-- Begin Material --

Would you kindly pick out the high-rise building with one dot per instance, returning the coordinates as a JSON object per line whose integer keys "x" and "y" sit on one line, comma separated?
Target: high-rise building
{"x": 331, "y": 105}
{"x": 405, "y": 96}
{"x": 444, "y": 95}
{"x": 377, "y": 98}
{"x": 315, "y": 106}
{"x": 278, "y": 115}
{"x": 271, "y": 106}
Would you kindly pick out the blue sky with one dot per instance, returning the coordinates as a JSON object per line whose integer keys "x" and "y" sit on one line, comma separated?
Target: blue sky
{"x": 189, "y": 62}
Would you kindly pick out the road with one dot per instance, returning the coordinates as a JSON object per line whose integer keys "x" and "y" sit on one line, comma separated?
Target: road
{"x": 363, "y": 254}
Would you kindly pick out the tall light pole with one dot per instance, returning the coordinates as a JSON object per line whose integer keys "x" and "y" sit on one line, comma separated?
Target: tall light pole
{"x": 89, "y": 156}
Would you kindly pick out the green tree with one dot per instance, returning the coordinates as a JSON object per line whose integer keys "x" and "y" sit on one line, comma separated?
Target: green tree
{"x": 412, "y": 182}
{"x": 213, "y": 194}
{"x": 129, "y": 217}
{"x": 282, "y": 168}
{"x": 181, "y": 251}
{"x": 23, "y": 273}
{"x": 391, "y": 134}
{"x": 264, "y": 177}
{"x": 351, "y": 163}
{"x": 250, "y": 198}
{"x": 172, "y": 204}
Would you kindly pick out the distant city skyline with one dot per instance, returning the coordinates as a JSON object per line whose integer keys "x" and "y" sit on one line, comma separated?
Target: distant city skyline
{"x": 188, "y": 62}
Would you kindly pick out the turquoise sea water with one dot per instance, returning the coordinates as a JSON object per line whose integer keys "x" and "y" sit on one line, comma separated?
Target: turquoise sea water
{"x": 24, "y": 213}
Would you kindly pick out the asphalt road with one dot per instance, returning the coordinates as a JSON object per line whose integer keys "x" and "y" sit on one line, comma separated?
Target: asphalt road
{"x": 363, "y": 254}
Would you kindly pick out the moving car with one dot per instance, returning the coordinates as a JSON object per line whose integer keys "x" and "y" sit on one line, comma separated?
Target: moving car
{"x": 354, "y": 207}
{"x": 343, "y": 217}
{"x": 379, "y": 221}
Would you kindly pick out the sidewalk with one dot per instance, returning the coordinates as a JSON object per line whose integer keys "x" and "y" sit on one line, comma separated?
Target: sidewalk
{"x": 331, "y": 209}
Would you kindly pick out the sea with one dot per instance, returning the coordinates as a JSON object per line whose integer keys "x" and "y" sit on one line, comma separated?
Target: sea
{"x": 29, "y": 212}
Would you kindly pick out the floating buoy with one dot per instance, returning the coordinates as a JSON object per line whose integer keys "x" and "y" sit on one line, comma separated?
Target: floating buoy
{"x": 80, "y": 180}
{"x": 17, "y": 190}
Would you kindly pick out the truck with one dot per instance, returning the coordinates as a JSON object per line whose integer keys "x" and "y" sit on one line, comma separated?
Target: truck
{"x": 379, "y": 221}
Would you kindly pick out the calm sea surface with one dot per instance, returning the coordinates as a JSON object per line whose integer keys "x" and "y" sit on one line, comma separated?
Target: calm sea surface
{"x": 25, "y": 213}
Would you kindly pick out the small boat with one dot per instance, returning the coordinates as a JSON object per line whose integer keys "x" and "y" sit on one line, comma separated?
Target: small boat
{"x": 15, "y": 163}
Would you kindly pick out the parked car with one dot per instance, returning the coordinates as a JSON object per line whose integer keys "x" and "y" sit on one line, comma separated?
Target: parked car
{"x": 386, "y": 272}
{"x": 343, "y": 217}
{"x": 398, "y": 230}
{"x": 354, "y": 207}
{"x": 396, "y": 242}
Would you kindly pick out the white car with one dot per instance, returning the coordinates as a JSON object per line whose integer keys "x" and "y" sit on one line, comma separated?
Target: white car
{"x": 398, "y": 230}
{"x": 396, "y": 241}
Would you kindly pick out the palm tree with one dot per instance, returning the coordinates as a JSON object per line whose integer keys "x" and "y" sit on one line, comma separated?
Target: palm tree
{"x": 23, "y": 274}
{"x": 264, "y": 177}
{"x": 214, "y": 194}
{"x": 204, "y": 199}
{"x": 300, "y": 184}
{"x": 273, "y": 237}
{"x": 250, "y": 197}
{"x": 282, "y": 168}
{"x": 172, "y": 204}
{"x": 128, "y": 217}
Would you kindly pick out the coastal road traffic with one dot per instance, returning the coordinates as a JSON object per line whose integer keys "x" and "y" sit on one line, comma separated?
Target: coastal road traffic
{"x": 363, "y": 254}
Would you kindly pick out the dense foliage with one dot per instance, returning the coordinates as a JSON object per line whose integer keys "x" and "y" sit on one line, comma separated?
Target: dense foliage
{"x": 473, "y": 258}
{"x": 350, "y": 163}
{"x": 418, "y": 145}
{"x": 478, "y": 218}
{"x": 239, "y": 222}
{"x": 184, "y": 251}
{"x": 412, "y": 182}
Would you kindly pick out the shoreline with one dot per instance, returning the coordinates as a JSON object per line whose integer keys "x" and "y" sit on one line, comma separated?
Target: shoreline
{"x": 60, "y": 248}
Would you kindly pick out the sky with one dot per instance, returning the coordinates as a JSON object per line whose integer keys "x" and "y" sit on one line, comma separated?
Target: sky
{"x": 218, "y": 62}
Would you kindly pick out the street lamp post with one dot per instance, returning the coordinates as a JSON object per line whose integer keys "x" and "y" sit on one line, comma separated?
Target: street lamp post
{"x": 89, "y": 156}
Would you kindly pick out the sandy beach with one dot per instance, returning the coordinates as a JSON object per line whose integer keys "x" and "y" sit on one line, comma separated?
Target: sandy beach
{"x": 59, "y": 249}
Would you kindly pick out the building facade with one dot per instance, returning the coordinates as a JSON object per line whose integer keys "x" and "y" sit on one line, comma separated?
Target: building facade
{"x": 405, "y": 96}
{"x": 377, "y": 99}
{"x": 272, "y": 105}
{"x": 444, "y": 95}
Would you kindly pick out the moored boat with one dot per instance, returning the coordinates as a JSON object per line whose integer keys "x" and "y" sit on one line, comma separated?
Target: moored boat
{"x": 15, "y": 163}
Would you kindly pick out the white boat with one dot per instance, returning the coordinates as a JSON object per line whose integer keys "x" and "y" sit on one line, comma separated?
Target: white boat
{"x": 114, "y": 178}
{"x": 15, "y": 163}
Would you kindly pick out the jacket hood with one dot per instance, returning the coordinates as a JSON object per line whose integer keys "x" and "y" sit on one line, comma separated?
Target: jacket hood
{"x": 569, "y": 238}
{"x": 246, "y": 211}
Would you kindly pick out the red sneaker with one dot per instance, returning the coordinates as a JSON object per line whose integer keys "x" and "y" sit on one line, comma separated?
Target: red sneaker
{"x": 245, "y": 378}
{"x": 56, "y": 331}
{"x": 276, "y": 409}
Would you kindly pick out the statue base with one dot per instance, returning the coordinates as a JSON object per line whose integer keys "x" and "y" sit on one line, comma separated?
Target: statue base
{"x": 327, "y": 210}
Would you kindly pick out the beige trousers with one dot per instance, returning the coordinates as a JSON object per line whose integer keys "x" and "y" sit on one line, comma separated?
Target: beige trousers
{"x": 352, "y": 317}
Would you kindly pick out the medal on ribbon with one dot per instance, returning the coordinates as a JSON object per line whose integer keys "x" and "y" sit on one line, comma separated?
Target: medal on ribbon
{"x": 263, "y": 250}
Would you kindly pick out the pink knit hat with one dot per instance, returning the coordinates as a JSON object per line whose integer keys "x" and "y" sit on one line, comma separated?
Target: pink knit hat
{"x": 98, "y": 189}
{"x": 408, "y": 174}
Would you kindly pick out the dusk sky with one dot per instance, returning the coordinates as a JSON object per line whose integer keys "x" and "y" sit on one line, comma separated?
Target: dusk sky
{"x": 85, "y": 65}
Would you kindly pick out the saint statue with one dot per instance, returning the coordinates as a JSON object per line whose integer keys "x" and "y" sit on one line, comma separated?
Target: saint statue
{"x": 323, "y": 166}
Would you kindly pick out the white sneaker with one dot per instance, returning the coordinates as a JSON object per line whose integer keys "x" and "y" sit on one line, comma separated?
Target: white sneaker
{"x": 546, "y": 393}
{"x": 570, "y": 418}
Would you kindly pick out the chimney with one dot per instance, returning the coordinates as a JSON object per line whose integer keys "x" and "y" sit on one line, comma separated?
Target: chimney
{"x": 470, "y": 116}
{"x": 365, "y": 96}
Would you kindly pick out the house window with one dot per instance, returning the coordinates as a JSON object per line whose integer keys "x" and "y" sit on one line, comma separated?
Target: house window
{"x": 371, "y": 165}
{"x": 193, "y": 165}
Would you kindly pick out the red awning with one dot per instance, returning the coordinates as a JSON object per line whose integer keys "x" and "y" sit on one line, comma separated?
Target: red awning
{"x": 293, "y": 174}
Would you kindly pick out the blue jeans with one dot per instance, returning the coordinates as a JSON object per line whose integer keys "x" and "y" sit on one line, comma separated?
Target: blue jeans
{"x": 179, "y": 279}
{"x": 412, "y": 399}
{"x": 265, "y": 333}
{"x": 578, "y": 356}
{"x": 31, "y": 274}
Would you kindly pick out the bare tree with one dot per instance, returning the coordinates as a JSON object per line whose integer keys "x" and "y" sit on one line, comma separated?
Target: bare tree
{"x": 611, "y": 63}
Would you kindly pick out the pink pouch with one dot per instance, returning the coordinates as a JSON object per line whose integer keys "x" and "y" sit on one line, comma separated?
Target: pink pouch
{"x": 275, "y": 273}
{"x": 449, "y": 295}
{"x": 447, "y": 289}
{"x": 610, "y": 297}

-- End Material --

■ Set exercise ■
Through the last line of the entries above, beginning at the line containing "Would you kindly pick out the saint", transcribe each line exactly, both ends included and nothing more.

■ Full answer ■
Would you kindly pick out the saint statue with one dot per instance, returning the coordinates as a JSON object per line whose integer keys "x" and "y" sit on one line, comma separated?
Target: saint statue
{"x": 323, "y": 166}
Would you kindly pick out the white sneaker with one dot per instance, returning the coordinates as a JSON object per line whose integer keys "x" and "y" sit on one line, comma separated?
Target: white sneaker
{"x": 546, "y": 393}
{"x": 570, "y": 418}
Would you kindly pick out the chimney with one dot per instance, returning the coordinates as a JSON object per line whose integer keys "x" and "y" sit on one line, comma separated?
Target: chimney
{"x": 470, "y": 116}
{"x": 365, "y": 96}
Would you kindly pick out the house window with one dot per instance, returning the coordinates as a JSON object per line whose integer keys "x" and "y" sit on one line, comma separated?
Target: house window
{"x": 371, "y": 165}
{"x": 193, "y": 165}
Would you kindly pick out the red awning with one dot per instance, returning the coordinates as a JSON object per line whose integer keys "x" and "y" sit on one line, comma separated?
Target: red awning
{"x": 293, "y": 174}
Would you kindly pick out the blue jeans with one dot per instance, returning the coordinates as a JSON object per line whose integer keys "x" and "y" sit on one line, comma separated?
Target: blue jeans
{"x": 179, "y": 279}
{"x": 412, "y": 399}
{"x": 265, "y": 333}
{"x": 578, "y": 356}
{"x": 31, "y": 274}
Would you kindly pick out the bare tree with one dot per instance, returning the coordinates as a JSON object per line whose integer keys "x" and "y" sit on one line, comma separated?
Target: bare tree
{"x": 611, "y": 63}
Would you kindly pick out the pink pouch with one dot per instance, returning the coordinates as a JSON object per line whose integer keys "x" and "y" sit on one line, comma separated?
Target: pink pouch
{"x": 275, "y": 273}
{"x": 449, "y": 295}
{"x": 447, "y": 289}
{"x": 610, "y": 297}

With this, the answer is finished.